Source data
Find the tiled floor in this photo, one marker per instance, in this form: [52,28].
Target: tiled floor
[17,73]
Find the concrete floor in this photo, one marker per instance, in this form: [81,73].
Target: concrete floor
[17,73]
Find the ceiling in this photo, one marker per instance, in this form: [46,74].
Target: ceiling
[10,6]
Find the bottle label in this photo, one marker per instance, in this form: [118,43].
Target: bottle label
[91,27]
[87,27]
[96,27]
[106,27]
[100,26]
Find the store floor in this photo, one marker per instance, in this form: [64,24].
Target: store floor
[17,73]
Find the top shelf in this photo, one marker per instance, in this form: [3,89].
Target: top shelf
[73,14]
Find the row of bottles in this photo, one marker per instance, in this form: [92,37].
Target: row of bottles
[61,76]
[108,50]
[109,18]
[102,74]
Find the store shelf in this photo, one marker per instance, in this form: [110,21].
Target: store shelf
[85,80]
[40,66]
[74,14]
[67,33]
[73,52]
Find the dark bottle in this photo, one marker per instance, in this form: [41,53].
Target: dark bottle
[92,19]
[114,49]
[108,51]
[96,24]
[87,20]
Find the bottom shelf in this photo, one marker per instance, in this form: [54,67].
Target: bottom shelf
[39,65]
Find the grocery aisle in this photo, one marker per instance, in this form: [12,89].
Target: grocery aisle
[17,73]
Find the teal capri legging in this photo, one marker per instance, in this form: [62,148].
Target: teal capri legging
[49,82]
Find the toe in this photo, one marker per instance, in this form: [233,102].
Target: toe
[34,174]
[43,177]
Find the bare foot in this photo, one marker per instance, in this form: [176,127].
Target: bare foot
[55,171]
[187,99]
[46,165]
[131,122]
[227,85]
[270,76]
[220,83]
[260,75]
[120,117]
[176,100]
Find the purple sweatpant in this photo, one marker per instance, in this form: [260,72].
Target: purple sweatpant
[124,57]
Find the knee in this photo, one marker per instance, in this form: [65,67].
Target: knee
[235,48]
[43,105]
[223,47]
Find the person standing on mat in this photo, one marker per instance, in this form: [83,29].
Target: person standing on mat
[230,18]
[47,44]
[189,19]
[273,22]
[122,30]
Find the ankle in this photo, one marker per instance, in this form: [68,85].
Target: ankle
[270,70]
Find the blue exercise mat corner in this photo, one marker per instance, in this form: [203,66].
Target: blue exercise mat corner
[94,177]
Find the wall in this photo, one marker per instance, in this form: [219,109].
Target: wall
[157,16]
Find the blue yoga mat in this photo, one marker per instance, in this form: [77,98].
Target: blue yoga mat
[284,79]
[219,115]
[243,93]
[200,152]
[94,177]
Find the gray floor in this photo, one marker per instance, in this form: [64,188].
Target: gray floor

- **WHAT YOU WILL DO**
Beginning at the line that holds "Target: wall", copy every line through the end of the entries exactly as given, and only those lines.

- **OUTPUT FOR THIS TASK**
Target: wall
[157,16]
Find the blue yoga mat in this photo, one marker per instance, in this form: [77,98].
Target: blue yoga mat
[284,79]
[219,115]
[243,93]
[200,152]
[94,177]
Find the gray floor in this photo, one marker per instance, in this form: [64,188].
Target: gray floor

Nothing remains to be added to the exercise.